● Task input:

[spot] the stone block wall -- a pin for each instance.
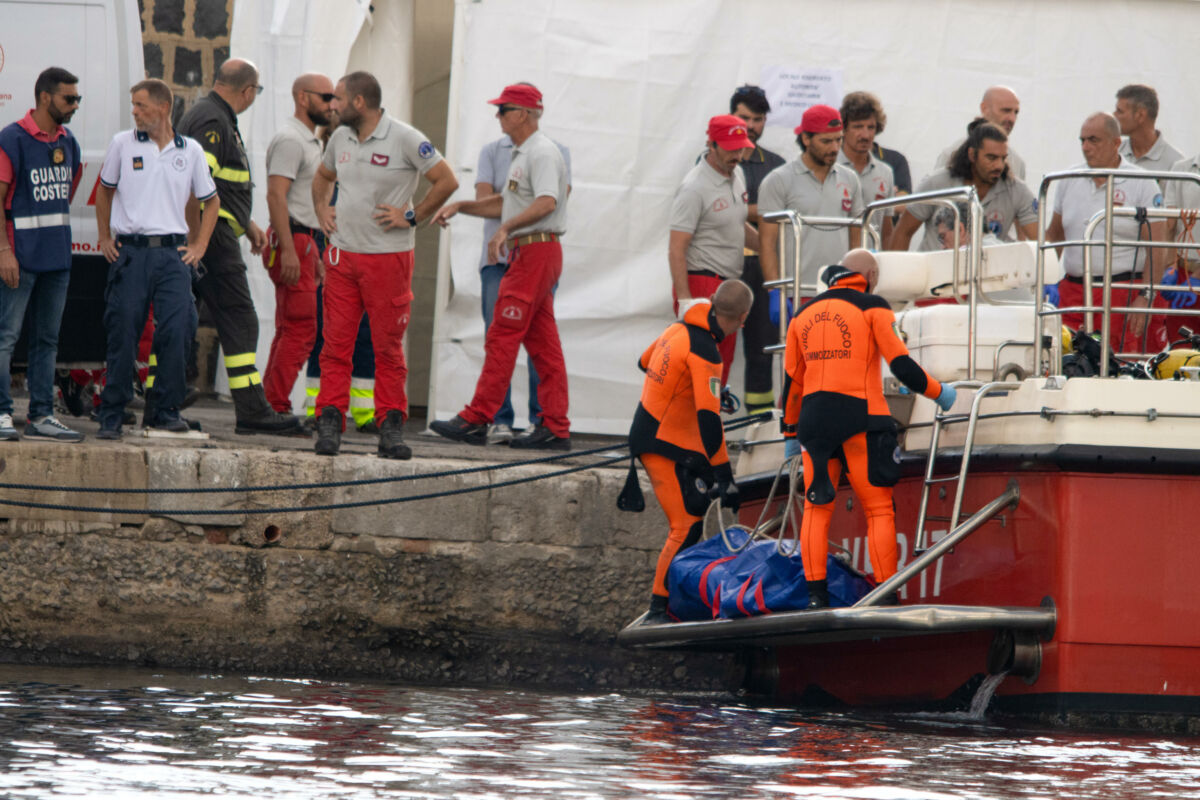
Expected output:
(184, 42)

...

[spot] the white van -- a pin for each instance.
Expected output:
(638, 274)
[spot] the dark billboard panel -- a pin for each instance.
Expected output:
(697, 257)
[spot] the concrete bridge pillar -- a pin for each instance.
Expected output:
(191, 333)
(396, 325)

---

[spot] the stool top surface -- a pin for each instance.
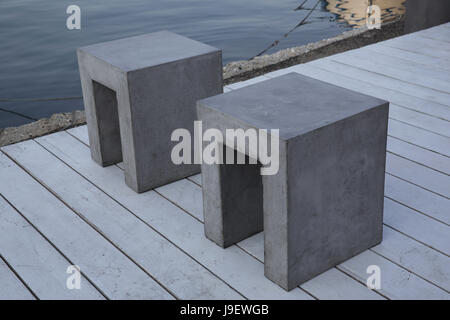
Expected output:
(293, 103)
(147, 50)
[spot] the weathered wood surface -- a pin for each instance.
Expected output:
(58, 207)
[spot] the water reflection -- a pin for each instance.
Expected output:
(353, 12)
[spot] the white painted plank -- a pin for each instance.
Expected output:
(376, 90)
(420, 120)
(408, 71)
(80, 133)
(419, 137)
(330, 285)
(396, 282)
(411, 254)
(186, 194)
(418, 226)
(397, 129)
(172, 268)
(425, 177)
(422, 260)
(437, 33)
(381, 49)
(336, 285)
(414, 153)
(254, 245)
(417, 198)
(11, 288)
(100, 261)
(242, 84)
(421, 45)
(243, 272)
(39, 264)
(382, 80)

● Your goal:
Report how many of the lines above contain the string "white", with case counting. Give only the number.

● Task response:
2